Location identification items
• • • • •

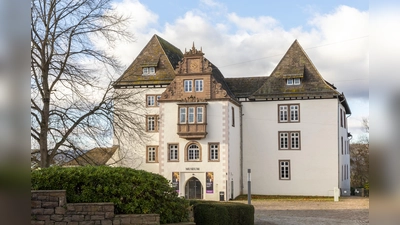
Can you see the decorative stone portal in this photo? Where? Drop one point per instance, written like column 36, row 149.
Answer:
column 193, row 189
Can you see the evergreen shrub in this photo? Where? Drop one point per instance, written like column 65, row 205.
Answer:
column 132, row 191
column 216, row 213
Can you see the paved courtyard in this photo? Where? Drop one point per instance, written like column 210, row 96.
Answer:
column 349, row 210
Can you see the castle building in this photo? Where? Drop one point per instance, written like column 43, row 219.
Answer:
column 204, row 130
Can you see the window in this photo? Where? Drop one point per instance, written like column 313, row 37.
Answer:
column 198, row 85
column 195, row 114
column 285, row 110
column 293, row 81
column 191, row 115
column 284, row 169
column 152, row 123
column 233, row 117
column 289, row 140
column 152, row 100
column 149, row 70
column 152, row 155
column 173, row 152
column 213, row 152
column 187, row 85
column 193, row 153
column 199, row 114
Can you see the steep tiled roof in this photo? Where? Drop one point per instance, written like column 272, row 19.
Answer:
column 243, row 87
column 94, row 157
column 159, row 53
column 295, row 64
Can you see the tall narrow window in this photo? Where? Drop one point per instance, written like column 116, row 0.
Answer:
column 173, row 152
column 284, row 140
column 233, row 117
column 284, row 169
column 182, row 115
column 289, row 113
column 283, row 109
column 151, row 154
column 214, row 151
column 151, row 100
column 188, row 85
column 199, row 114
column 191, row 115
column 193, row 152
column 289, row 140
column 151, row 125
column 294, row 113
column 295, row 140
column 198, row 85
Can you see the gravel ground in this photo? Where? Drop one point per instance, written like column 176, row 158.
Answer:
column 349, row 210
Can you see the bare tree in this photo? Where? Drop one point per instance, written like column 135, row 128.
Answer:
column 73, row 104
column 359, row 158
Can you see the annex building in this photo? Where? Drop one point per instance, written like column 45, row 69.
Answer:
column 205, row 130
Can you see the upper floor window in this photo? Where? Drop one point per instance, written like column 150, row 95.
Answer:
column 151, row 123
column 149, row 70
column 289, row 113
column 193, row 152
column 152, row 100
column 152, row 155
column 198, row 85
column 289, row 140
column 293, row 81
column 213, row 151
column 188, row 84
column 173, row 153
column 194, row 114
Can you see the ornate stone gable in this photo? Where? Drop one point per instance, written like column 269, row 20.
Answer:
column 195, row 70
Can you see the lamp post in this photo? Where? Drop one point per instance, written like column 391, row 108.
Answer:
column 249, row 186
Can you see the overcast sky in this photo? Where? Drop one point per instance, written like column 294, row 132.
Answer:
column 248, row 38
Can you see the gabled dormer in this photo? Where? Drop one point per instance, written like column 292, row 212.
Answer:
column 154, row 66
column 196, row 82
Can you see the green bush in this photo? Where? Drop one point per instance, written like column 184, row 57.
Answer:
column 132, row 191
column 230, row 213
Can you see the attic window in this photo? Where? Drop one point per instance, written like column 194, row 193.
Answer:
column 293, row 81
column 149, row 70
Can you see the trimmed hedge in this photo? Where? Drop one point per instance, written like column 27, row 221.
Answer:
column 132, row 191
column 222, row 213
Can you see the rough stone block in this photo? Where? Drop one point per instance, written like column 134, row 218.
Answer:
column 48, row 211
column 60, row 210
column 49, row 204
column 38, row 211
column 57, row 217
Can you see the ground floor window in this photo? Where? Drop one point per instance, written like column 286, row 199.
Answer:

• • • • •

Rewrite the lines of the items above as a Markdown table with the columns "Number" and "Entry," one numbered row per line, skipping blank lines. Include every item and leave out the pictures.

Worked solution>
| Number | Entry |
|---|---|
| 1 | Can you see the decorative stone portal in this photo? Where? Drop one point per instance, written like column 36, row 149. |
| 2 | Answer: |
| 3 | column 193, row 189 |
| 4 | Can you see the evergreen shrub in this photo? Where? Drop one point per instance, written like column 65, row 205. |
| 5 | Answer: |
| 6 | column 132, row 191 |
| 7 | column 216, row 213 |
| 8 | Can you see the paved courtyard in this photo? Where? Drop one point per instance, written like column 210, row 96. |
| 9 | Answer: |
| 10 | column 349, row 210 |
| 11 | Can you see the castle building in this photo? Where? Drop one point per instance, written like column 43, row 219. |
| 12 | Answer: |
| 13 | column 204, row 130 |
| 14 | Can you see the window in this photo? Where? Drop one point per instance, written like column 313, row 37. |
| 15 | Answer: |
| 16 | column 198, row 85 |
| 17 | column 195, row 114 |
| 18 | column 285, row 110 |
| 19 | column 293, row 81 |
| 20 | column 191, row 115 |
| 21 | column 284, row 169 |
| 22 | column 152, row 123 |
| 23 | column 233, row 117 |
| 24 | column 289, row 140 |
| 25 | column 152, row 100 |
| 26 | column 149, row 70 |
| 27 | column 152, row 155 |
| 28 | column 173, row 152 |
| 29 | column 213, row 152 |
| 30 | column 187, row 85 |
| 31 | column 193, row 153 |
| 32 | column 199, row 114 |
| 33 | Can you see the steep tiled roof in this photo? Where? Drop one point per instance, written like column 272, row 19. |
| 34 | Answer: |
| 35 | column 243, row 87 |
| 36 | column 94, row 157 |
| 37 | column 159, row 53 |
| 38 | column 295, row 64 |
| 39 | Can you see the tall narrow window in this photo? Where? Drop one point per instance, written like column 116, row 0. |
| 40 | Answer: |
| 41 | column 173, row 152 |
| 42 | column 284, row 140 |
| 43 | column 233, row 117 |
| 44 | column 284, row 169 |
| 45 | column 182, row 115 |
| 46 | column 289, row 113 |
| 47 | column 283, row 109 |
| 48 | column 151, row 154 |
| 49 | column 214, row 151 |
| 50 | column 151, row 100 |
| 51 | column 188, row 85 |
| 52 | column 199, row 114 |
| 53 | column 191, row 115 |
| 54 | column 193, row 152 |
| 55 | column 289, row 140 |
| 56 | column 151, row 125 |
| 57 | column 294, row 113 |
| 58 | column 295, row 140 |
| 59 | column 198, row 85 |
| 60 | Can you see the gravel ground in this photo? Where? Drop one point per instance, written like column 176, row 158. |
| 61 | Answer: |
| 62 | column 349, row 210 |
| 63 | Can you see the bare tree in this photo? Where? Drop one point per instance, written like column 135, row 128. |
| 64 | Answer: |
| 65 | column 73, row 104 |
| 66 | column 359, row 158 |
| 67 | Can you see the annex building in this photo? Where? Drop one point per instance, written like column 45, row 69. |
| 68 | Answer: |
| 69 | column 205, row 130 |
| 70 | Can you see the upper floor window in this photo? Where? Drop one point per instance, written like column 150, row 95. |
| 71 | Answer: |
| 72 | column 151, row 123 |
| 73 | column 149, row 70 |
| 74 | column 289, row 113 |
| 75 | column 193, row 152 |
| 76 | column 152, row 100 |
| 77 | column 152, row 155 |
| 78 | column 198, row 85 |
| 79 | column 289, row 140 |
| 80 | column 293, row 81 |
| 81 | column 213, row 151 |
| 82 | column 188, row 84 |
| 83 | column 173, row 153 |
| 84 | column 194, row 114 |
| 85 | Can you see the ornate stone gable in this photo? Where? Drop one point per instance, written like column 269, row 20. |
| 86 | Answer: |
| 87 | column 195, row 70 |
| 88 | Can you see the lamp post in this photo? Where? Drop one point per instance, written like column 391, row 108. |
| 89 | Answer: |
| 90 | column 249, row 186 |
| 91 | Can you see the overcast sky in this photo? Where? Drop one point per instance, written like column 294, row 132. |
| 92 | Answer: |
| 93 | column 248, row 38 |
| 94 | Can you see the gabled dormer in this photo? Where? Drop one point per instance, written like column 292, row 212. |
| 95 | Answer: |
| 96 | column 154, row 66 |
| 97 | column 196, row 82 |
| 98 | Can you see the green bush in this photo? Where? Drop one point per instance, written like column 184, row 57. |
| 99 | Answer: |
| 100 | column 132, row 191 |
| 101 | column 230, row 213 |
| 102 | Can you see the attic window in this photo? Where? Drop one point per instance, written like column 194, row 193. |
| 103 | Answer: |
| 104 | column 293, row 81 |
| 105 | column 149, row 70 |
| 106 | Can you see the trimmed hedge in this photo? Where? Drop one point per instance, written like column 27, row 221. |
| 107 | Answer: |
| 108 | column 132, row 191 |
| 109 | column 222, row 213 |
| 110 | Can you see the rough stone block in this photo? Where? Drop one point per instance, written like column 134, row 218. |
| 111 | Answer: |
| 112 | column 48, row 211 |
| 113 | column 60, row 210 |
| 114 | column 49, row 204 |
| 115 | column 38, row 211 |
| 116 | column 57, row 217 |
| 117 | Can you see the ground floor window in this photo? Where? Drop one point per instance, written like column 286, row 199. |
| 118 | Answer: |